### EXERCISE AIM
Print, please, the line that contains "in dark police" and each line after it to the end of the entries, unchanged and with nothing else.
-- Start DATA FOR THIS TASK --
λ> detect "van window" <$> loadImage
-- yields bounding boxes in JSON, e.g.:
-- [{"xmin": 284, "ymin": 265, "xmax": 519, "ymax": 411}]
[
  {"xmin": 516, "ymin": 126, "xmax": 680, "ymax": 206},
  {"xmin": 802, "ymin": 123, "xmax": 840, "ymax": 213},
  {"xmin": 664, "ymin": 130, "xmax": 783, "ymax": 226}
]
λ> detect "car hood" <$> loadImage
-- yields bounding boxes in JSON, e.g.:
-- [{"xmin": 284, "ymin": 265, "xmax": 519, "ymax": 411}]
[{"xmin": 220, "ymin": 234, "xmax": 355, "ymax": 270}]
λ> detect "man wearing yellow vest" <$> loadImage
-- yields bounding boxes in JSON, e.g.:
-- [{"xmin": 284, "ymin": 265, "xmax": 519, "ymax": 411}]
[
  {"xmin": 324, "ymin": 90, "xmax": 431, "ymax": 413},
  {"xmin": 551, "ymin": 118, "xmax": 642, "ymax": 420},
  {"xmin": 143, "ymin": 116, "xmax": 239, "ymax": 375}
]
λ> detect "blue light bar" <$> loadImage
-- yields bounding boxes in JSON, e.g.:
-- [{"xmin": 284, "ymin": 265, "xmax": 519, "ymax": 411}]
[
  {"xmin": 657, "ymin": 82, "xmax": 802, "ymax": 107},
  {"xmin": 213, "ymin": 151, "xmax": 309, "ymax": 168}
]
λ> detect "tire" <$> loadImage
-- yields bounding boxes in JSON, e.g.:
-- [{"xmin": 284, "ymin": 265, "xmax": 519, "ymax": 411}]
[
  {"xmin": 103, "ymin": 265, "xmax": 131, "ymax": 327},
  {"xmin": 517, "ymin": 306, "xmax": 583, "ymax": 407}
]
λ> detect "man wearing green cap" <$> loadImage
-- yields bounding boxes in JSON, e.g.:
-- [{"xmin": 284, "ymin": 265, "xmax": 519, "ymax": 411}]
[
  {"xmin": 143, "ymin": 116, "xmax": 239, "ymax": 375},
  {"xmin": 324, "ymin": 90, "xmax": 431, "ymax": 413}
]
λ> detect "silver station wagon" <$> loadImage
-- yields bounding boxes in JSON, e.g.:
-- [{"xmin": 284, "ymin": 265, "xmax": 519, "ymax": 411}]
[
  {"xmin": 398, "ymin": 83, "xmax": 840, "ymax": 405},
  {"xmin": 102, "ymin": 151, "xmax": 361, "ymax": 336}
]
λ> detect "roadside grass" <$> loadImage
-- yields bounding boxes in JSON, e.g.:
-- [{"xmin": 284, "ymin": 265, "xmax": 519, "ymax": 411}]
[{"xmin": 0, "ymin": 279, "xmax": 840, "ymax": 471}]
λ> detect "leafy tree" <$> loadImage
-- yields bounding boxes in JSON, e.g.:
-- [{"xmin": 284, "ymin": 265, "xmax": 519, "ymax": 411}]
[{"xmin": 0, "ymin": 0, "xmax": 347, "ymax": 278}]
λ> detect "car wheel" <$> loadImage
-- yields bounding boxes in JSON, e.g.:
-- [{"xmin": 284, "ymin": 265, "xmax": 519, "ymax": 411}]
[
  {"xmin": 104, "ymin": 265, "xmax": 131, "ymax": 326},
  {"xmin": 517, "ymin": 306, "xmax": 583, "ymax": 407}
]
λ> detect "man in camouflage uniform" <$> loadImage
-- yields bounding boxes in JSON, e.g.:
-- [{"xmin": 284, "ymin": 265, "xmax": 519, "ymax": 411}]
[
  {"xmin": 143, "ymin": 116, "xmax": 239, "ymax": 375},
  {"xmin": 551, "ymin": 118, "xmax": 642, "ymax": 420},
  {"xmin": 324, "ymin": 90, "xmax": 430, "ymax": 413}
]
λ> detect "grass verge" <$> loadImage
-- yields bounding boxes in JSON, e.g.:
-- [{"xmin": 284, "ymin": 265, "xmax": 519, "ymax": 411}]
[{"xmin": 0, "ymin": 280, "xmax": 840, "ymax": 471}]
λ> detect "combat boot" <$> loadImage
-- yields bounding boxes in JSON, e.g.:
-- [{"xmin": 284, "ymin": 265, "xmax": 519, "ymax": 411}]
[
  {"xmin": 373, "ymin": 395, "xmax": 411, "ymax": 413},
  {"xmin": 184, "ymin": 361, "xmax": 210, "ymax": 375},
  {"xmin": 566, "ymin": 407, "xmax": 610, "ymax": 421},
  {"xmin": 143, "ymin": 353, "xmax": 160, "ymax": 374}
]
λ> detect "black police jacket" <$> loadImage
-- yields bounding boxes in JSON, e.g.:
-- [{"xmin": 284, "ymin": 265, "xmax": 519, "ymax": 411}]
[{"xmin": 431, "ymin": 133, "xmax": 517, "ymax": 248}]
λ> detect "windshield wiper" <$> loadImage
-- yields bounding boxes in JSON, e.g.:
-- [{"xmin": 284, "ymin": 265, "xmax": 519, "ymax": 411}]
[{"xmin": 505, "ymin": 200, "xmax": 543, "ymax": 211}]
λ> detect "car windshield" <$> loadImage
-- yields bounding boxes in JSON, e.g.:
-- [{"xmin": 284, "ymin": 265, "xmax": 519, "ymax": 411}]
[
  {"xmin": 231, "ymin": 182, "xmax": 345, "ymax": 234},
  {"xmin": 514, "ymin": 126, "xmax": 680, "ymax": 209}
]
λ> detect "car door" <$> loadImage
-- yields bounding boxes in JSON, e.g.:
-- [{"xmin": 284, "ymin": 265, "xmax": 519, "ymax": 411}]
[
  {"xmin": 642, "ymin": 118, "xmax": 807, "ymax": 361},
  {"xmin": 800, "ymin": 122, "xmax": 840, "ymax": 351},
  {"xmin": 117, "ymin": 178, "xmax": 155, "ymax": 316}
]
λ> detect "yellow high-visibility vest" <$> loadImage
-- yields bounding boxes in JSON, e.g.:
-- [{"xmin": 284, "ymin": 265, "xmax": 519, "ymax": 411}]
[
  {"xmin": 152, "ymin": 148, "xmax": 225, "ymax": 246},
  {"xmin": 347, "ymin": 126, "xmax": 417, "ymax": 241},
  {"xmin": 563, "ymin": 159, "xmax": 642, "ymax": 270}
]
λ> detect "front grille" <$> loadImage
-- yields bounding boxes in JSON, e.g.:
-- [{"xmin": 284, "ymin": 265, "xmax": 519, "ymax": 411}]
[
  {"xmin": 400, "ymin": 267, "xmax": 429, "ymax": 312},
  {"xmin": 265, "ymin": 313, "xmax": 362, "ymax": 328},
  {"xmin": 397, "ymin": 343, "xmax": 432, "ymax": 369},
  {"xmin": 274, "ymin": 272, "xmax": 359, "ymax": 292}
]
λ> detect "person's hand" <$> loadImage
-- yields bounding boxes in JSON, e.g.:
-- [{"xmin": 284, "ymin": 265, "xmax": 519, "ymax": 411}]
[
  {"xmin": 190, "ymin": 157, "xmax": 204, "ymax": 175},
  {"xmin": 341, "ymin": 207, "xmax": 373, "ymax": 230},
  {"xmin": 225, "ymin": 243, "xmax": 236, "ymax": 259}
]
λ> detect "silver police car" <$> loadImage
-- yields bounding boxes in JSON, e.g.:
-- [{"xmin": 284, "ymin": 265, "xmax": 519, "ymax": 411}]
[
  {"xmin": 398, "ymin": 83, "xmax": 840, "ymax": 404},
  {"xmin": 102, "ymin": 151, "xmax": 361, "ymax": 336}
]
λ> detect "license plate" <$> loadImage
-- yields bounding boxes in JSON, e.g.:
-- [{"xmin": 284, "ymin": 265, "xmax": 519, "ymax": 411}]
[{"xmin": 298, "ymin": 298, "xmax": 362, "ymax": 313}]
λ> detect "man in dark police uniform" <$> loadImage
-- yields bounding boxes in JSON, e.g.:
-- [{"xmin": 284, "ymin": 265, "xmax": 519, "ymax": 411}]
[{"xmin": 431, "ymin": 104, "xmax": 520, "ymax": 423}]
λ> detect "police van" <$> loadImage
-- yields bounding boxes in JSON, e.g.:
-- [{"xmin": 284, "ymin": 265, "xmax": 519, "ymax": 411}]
-- End DATA FOR THIS TASK --
### REPLY TO THE EXERCISE
λ> detect "man in dark police uniform" <$> loadImage
-- yields bounding boxes in JSON, e.g.:
-- [{"xmin": 284, "ymin": 265, "xmax": 519, "ymax": 411}]
[{"xmin": 431, "ymin": 104, "xmax": 520, "ymax": 423}]
λ> detect "police van" <$> loadImage
-- yields bounding boxes in JSON, e.g.:
-- [{"xmin": 284, "ymin": 265, "xmax": 519, "ymax": 411}]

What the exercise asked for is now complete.